[This is reprinted from Worlds Without End – originally published 5/11/18]
- Children of the Atom by Wilmar H. Shiras (collection)
- The Best Science Fiction Stories: 1949 edited by Bleiler & Dikty
- Children of Wonder edited by William Tenn
- The Science Fiction Hall of Fame Volume 2B edited by Ben Bova
- The Great SF Stories 10 (1948) edited by Asimov & Greenberg
Warning: This column contains mild spoilers
I just finished listening to the new audiobook edition of The Science Fiction Hall of Fame Volume 2B. “In Hiding” turned out to be my favorite story in the collection. I don’t think I’ve read it before, although it feels vaguely familiar. And I had no memory of ever encountering the author, Wilmar H. Shiras, before. It turns out Wilmar was a woman, making her only the third woman writer in the first three volumes of The Science Fiction Hall of Fame.
“In Hiding” is a quiet story about a boy who is so smart that he has to hide his intelligence from other kids and grown-ups. I thought it a remarkable story, and so did the readers of Astounding Science-Fiction back in November 1948. “In Hiding” scored first place in “The Analytical Laboratory,” with an average score of 1.54, meaning most readers put it at the top of their list. That doesn’t happen often. John W. Campbell, the editor had this to say:
Wilmar H. Shiras sent in her first science fiction story, “In Hiding.” I liked it and bought it at once. Evidently, I was not alone in liking it: it has made an exceptional showing in the Lab here—the sort of showing, in fact, that Bob Heinlein, A. E. van Vogt, and Lewis Padgett made with their first yarns. I have reason to believe we’ve found a new front-rank author. Incidentally, there’s a sequel to “In Hiding” coming up in the March issue.

■ Exercise task 1 ■
In the column about "In Hiding," why does John W. Campbell believe a new front-rank author has been found? Explain in one to three sentences.

■ Information supplied ■

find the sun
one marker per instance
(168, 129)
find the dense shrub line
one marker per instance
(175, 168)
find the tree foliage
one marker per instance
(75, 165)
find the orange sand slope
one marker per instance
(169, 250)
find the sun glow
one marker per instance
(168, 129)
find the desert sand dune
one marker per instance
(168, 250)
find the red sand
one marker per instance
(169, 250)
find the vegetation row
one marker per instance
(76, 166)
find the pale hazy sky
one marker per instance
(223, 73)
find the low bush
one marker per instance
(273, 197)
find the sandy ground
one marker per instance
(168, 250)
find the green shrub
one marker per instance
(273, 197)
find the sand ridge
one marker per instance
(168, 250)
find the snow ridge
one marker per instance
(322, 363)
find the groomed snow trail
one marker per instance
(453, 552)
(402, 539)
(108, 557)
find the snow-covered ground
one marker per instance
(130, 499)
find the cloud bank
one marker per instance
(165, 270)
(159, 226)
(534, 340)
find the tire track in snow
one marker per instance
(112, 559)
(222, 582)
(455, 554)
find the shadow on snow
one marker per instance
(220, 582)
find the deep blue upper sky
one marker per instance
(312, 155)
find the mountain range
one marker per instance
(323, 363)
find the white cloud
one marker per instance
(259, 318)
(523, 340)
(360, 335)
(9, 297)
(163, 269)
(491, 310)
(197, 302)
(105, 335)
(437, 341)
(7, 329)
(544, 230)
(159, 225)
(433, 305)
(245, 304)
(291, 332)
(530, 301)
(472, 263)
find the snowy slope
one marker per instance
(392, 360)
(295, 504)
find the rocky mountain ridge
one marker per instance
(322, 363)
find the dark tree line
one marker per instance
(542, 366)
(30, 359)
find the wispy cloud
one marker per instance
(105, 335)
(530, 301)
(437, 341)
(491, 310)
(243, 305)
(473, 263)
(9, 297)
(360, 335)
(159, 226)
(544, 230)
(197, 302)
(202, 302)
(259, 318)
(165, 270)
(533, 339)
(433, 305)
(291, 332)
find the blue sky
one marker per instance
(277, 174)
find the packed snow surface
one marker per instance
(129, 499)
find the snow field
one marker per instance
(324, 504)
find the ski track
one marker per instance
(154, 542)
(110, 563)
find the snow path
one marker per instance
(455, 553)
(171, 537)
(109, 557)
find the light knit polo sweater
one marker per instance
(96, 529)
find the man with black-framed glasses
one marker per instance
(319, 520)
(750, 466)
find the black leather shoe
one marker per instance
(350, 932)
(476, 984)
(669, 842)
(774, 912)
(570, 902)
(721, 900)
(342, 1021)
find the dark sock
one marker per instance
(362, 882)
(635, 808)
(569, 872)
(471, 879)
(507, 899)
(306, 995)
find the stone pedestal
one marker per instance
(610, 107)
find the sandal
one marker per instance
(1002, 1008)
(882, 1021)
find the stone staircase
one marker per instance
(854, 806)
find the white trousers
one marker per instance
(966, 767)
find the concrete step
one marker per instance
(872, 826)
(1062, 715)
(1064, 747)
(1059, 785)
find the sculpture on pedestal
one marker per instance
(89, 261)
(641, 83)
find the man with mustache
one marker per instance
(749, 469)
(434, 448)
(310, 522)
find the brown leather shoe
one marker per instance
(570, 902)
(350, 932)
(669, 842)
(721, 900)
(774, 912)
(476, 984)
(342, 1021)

■ Exercise task 2 ■
Find every line of the entries that contains the string "dark", and copy each one. Case counts.

■ Reply 1 ■
Campbell believes it because "In Hiding," Shiras's first science fiction story, made an exceptional showing in the Lab. He compares that showing to the ones Bob Heinlein, A. E. van Vogt, and Lewis Padgett made with their first stories.

■ Reply 2 ■
find the dark tree line
find the dark sock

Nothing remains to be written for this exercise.